▸ **Natural language region descriptions**
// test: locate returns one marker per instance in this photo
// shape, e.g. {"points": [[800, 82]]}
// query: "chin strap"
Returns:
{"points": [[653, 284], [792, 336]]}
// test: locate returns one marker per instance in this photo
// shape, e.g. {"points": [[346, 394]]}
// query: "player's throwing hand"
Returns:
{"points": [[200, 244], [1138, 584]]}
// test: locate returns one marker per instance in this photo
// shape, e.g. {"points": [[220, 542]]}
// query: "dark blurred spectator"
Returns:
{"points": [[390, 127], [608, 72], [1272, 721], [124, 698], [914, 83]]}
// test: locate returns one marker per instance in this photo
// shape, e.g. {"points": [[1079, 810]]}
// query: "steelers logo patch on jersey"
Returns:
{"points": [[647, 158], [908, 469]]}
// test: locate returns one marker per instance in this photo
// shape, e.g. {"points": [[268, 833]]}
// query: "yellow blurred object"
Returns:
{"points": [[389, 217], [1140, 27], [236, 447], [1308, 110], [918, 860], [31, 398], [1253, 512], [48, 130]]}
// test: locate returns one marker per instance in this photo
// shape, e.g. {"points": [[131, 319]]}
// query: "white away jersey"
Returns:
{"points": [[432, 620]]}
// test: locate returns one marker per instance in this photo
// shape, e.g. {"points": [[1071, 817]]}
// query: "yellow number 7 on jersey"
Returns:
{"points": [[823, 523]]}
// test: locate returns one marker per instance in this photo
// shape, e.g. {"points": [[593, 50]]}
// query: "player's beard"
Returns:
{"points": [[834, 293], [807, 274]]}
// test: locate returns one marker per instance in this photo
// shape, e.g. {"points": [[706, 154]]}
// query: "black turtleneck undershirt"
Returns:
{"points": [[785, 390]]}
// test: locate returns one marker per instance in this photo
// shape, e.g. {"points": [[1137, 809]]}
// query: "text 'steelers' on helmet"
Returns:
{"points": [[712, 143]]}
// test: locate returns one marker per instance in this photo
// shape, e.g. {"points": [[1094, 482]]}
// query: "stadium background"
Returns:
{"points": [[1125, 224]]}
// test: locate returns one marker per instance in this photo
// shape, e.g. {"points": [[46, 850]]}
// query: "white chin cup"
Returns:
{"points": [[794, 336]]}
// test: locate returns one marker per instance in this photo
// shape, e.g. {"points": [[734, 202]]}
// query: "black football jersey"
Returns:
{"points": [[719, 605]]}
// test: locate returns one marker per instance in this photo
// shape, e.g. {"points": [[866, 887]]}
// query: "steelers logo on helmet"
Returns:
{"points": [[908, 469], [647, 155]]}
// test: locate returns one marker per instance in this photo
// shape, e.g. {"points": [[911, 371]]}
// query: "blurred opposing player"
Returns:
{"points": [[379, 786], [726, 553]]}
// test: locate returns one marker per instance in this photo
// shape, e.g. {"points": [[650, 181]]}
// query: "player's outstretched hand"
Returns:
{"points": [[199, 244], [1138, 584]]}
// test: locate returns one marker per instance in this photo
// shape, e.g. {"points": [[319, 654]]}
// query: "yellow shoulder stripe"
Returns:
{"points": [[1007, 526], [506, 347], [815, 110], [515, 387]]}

▸ **ACTIVITY**
The records must each be output verbatim, with nothing left out.

▸ **FINISHED EXERCISE**
// test: locate returns one marker per instance in this photo
// shape, e.g. {"points": [[800, 82]]}
// query: "chin strap"
Returns:
{"points": [[653, 284], [792, 336]]}
// test: locate returns one marker per instance in this photo
// shape, e.g. {"points": [[346, 394]]}
// query: "player's throwing hand"
Returns:
{"points": [[200, 244], [1138, 584]]}
// test: locate returns one marker per instance in this photo
// shape, e.g. {"points": [[220, 542]]}
// query: "dark blurred spectator"
Returns:
{"points": [[390, 127], [608, 72], [1272, 721], [124, 698], [914, 83]]}
// test: locate returns one marker per instance in this photo
// shape, e.g. {"points": [[1079, 810]]}
// query: "steelers logo patch on jersey"
Returns:
{"points": [[647, 158], [908, 469]]}
// test: locate returns one marker per instance in this photo
// shape, e.g. {"points": [[268, 833]]}
// query: "yellow blurred object"
Returns:
{"points": [[389, 217], [1140, 27], [236, 447], [1308, 110], [918, 860], [31, 398], [1253, 512], [48, 130]]}
// test: locate returns one marker per instance in this photo
// shape, e.g. {"points": [[131, 319]]}
// query: "white away jersey"
Returns:
{"points": [[432, 620]]}
// test: locate returns one marker per instance in this photo
// shape, e.g. {"points": [[1071, 817]]}
// query: "yellow number 7 on jersey"
Returns:
{"points": [[823, 523]]}
// test: locate returns one marker per instance in this photo
// shape, e.g. {"points": [[593, 50]]}
// query: "player's beard"
Returns:
{"points": [[834, 293], [807, 274]]}
// test: locate returns one marker per instance in this photo
// shape, e.g. {"points": [[706, 154]]}
// query: "black turtleneck undershirt"
Returns:
{"points": [[785, 390]]}
// test: locate returns one marker per instance in this photo
// shape, e.g. {"points": [[1137, 809]]}
// query: "text 'steelers' on helmet"
Returns:
{"points": [[712, 143]]}
// test: locate returns one marker per instance in this photo
// shape, e.g. {"points": [[1094, 482]]}
// query: "stadium background"
Returns:
{"points": [[1125, 224]]}
// test: locate returns one marker per instance in this photo
// shape, e.g. {"points": [[46, 850]]}
// query: "white chin cup"
Returns:
{"points": [[794, 336]]}
// test: locate returns one marker per instance in this photo
// shape, e.g. {"points": [[734, 202]]}
// query: "black football jersey"
Returns:
{"points": [[719, 605]]}
// test: locate returns one marker per instance in this photo
// shape, e.g. {"points": [[866, 887]]}
// query: "steelers logo on helmet"
Returns:
{"points": [[908, 469], [647, 155]]}
// test: locate returns one marker per instance in this photo
// shape, e.g. {"points": [[911, 371]]}
// query: "blurred opposing player"
Returns:
{"points": [[379, 786], [726, 553]]}
// test: locate returns one marker per instance in this photo
// shape, e.g. {"points": [[650, 181]]}
// query: "player's outstretched hand"
Returns:
{"points": [[199, 244], [1138, 584]]}
// test: locate returns one marker per instance in this photo
// shape, e.g. {"points": [[319, 654]]}
// query: "yellow shoulder stripe"
Returns:
{"points": [[1007, 526], [506, 347], [815, 110], [515, 387]]}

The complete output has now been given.